Collected data entries
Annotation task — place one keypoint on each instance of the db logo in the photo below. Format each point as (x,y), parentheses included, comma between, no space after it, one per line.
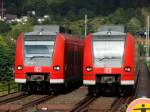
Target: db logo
(37,69)
(108,70)
(139,105)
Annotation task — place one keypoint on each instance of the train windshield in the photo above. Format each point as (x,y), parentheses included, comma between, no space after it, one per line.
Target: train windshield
(108,52)
(38,53)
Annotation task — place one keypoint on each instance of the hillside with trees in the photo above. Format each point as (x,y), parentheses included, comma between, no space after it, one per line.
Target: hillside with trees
(70,13)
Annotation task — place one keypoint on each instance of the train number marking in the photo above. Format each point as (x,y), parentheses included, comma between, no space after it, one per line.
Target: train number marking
(37,69)
(108,70)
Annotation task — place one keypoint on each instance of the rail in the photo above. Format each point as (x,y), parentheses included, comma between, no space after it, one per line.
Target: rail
(9,87)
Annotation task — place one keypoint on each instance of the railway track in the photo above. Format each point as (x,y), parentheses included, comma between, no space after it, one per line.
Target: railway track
(103,104)
(22,104)
(91,104)
(12,97)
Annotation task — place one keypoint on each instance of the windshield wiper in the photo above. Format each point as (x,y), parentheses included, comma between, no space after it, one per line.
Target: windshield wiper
(100,59)
(39,57)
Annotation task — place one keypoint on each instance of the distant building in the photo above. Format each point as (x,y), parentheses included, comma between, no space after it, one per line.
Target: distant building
(10,17)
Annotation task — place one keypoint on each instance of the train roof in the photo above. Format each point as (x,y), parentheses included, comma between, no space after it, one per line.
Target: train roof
(109,33)
(118,28)
(47,30)
(40,33)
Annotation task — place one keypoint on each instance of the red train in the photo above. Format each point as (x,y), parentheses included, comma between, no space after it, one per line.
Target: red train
(47,60)
(109,62)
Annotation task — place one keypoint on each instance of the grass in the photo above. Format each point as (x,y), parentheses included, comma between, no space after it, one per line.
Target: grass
(7,87)
(148,63)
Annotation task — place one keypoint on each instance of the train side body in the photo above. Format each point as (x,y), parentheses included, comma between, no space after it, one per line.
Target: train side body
(114,62)
(61,66)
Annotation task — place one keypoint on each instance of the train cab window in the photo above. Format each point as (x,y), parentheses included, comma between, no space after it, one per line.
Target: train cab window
(38,53)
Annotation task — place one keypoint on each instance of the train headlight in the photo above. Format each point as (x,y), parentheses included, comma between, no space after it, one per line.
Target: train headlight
(19,67)
(127,69)
(89,69)
(57,68)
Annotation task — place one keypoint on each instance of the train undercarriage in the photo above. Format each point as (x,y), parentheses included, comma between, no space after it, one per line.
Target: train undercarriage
(109,85)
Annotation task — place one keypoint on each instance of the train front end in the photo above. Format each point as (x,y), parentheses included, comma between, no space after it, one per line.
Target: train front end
(108,61)
(34,61)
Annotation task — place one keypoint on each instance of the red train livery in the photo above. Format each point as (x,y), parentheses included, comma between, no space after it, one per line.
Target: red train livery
(108,60)
(46,60)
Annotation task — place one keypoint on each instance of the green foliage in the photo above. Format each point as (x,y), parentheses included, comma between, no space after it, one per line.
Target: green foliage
(4,27)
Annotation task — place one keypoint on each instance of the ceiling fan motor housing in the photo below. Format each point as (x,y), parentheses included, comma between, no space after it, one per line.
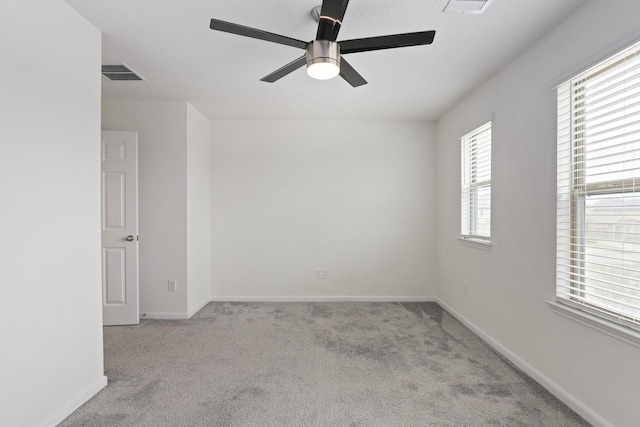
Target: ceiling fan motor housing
(323,54)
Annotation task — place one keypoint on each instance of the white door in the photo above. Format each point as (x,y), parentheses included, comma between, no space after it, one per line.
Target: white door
(120,228)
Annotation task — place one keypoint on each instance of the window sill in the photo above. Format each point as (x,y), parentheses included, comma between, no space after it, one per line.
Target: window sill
(476,243)
(620,332)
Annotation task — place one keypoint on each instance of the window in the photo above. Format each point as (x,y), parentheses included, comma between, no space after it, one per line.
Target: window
(598,218)
(475,200)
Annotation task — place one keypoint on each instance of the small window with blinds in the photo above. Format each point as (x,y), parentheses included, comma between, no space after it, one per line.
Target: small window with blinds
(598,218)
(475,199)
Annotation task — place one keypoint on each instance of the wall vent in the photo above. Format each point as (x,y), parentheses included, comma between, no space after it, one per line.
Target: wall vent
(466,6)
(119,72)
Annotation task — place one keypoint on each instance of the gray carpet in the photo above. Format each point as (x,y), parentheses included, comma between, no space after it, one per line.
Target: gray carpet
(313,364)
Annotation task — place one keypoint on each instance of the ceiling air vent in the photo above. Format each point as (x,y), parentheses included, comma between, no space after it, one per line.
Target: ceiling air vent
(119,72)
(467,6)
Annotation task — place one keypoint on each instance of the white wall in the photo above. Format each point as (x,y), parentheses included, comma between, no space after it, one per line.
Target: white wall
(162,199)
(198,210)
(598,375)
(353,197)
(50,311)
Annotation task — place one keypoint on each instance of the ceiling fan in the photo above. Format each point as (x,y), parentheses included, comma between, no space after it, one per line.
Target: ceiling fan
(323,55)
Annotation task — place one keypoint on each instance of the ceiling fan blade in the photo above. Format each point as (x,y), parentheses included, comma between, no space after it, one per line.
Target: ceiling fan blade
(348,73)
(241,30)
(331,15)
(290,67)
(387,42)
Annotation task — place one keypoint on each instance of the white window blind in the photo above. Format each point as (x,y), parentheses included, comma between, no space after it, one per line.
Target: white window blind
(598,218)
(476,184)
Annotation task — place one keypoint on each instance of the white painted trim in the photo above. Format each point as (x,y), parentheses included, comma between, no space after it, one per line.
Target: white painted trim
(74,403)
(597,58)
(486,245)
(623,333)
(199,307)
(323,298)
(164,316)
(571,401)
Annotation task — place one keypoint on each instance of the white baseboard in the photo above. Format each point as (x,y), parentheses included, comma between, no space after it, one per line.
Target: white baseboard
(164,316)
(323,298)
(198,307)
(68,408)
(568,399)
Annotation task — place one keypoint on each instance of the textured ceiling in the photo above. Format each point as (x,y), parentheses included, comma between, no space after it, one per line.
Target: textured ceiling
(169,43)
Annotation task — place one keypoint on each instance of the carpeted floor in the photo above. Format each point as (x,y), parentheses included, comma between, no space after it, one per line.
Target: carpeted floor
(313,364)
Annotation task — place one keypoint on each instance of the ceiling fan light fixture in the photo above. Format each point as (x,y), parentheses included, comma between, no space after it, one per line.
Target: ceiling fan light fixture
(323,59)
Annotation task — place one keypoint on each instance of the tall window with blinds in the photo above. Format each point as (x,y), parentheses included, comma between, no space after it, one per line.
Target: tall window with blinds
(598,218)
(476,184)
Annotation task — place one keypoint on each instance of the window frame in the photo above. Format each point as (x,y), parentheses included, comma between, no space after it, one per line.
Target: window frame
(598,316)
(470,185)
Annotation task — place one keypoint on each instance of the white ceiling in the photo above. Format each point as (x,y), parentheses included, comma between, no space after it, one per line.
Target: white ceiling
(169,43)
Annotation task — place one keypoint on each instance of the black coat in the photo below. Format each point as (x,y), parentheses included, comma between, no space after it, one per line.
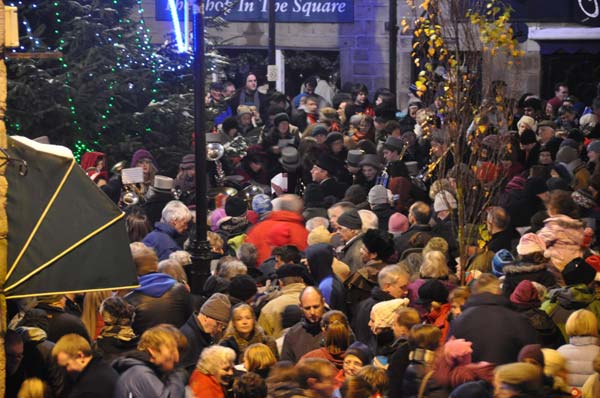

#### Your instructions
Only exact duplicates of the lines from the one containing "the white ceiling" through the final line of the entries, both included, are needed, with pictures left out.

#### Response to the exercise
Annotation task — place one keypoint on each instance of the white ceiling in the photo above. Format each point as (x,y), parentheses included, comma between, no space after it, one per line.
Target: white ceiling
(169,43)
Annotation task — place one keypoint on each instance of the black coat in the photo below. Format each point as (x,y), parentheses included, comma between, no space after it, one per line.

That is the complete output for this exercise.